GOAL
Copy each line of the items below that contains the string "flower". Case counts.

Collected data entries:

------------------------------------------------------------

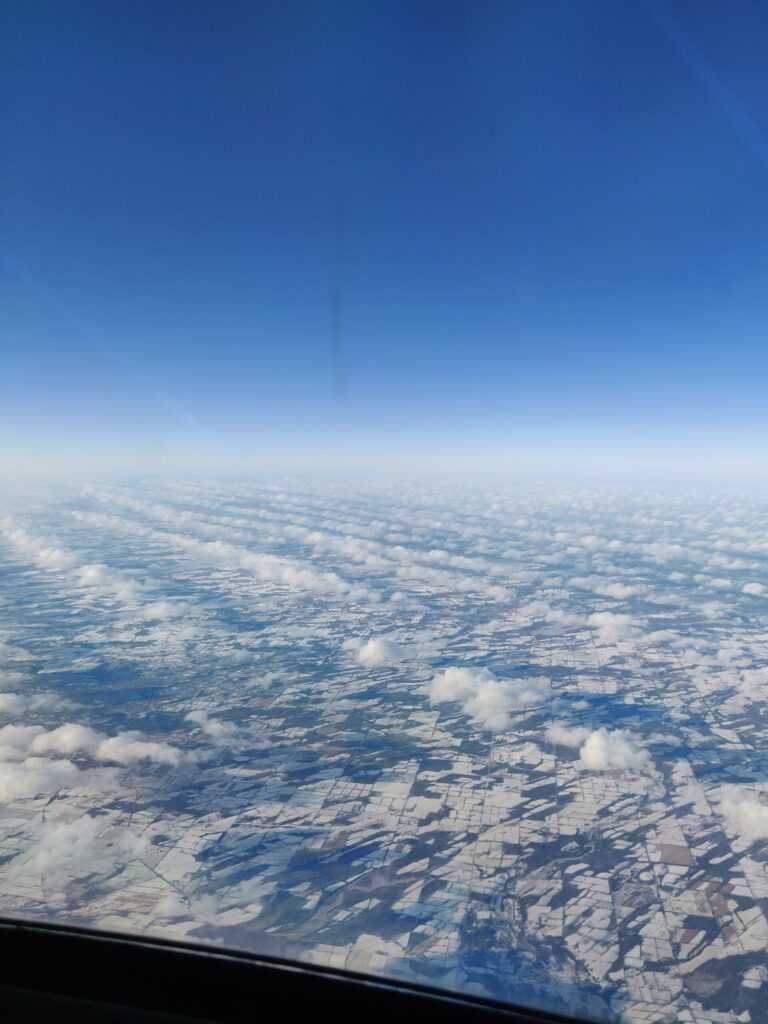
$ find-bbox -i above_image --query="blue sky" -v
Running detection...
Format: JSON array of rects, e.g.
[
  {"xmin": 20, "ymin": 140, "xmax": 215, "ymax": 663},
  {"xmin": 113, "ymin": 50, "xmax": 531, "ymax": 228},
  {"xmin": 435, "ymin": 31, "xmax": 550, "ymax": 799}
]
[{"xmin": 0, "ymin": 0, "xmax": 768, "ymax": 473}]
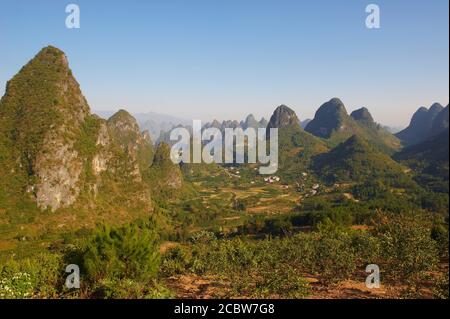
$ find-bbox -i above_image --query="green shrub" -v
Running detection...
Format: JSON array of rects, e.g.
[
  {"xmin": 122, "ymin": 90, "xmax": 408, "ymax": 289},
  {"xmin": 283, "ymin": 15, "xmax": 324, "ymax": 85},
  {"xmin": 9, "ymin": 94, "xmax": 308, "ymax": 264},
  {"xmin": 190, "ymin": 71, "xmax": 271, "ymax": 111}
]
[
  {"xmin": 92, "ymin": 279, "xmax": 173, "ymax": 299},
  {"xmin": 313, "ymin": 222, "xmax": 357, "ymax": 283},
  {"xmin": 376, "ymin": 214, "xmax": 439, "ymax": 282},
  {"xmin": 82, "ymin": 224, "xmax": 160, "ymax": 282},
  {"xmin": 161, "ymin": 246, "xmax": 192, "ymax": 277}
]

------------------------------------------------------------

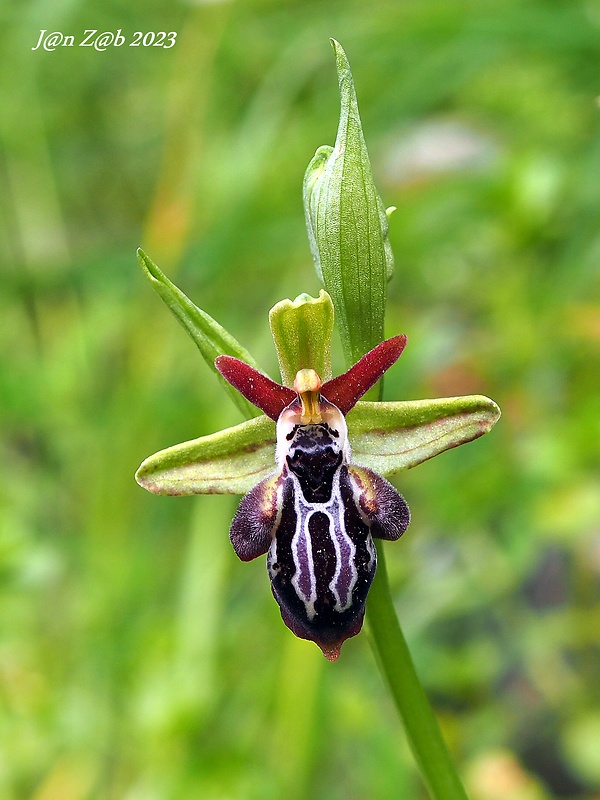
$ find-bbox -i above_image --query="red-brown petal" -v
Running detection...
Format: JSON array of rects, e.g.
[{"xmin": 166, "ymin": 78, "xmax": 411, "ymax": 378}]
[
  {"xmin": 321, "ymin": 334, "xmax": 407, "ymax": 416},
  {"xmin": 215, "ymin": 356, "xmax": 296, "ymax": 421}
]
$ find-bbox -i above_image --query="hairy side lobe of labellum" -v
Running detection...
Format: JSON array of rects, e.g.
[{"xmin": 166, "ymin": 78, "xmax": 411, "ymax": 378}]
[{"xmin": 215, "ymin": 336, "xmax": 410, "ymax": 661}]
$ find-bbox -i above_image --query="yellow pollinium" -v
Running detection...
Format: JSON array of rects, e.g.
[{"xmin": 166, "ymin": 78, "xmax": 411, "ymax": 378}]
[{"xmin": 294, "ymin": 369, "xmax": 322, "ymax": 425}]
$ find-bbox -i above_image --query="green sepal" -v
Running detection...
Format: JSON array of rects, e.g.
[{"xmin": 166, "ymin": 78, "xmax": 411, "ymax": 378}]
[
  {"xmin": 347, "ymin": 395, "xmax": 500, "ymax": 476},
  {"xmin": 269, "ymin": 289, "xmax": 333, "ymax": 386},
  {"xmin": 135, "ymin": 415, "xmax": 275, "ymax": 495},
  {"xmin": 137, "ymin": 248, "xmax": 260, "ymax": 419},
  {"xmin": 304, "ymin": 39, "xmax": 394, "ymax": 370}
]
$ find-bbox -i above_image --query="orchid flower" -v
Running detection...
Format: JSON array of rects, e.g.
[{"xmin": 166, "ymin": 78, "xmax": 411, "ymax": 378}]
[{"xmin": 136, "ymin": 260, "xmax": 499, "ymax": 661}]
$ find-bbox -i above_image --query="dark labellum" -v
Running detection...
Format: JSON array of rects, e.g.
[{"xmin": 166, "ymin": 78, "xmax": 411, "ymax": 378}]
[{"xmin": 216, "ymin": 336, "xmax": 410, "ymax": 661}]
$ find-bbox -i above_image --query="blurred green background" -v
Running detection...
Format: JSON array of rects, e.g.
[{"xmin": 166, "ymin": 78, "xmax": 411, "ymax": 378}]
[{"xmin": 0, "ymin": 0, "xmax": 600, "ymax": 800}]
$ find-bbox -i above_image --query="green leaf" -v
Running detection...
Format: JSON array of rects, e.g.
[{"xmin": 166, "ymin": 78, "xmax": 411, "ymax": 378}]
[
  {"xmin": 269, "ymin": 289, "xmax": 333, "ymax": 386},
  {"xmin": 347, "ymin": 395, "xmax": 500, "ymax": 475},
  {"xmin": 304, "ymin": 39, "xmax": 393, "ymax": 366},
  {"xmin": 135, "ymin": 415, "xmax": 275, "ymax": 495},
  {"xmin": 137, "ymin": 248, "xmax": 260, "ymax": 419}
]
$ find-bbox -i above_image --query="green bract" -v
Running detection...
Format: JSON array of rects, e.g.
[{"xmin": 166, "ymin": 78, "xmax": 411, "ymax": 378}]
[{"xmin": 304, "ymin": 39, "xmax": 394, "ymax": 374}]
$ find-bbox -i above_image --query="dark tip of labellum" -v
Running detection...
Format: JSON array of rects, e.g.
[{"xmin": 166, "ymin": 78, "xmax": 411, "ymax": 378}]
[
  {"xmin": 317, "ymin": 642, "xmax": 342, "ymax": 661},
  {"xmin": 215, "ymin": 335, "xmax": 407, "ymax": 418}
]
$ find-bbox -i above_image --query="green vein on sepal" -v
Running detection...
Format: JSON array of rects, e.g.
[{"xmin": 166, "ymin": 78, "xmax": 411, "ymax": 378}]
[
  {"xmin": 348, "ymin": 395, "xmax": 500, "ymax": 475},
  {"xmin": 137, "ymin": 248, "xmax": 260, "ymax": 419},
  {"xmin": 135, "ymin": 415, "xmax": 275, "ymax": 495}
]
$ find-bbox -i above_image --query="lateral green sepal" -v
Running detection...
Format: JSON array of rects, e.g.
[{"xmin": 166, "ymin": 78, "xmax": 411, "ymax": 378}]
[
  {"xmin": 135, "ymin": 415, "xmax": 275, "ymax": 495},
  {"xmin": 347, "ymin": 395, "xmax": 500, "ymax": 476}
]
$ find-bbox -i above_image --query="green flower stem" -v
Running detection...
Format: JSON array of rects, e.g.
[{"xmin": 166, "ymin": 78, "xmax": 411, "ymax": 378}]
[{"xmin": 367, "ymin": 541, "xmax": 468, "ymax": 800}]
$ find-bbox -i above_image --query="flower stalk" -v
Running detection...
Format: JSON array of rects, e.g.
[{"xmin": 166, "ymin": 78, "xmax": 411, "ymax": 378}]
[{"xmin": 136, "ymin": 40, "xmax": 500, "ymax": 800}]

------------------------------------------------------------

TASK ANSWER
$ find-bbox -i above_image --query="orchid flower" -v
$ find-bbox -i above_image --query="green flower stem" -v
$ find-bbox -i above_image --query="flower stalk" -v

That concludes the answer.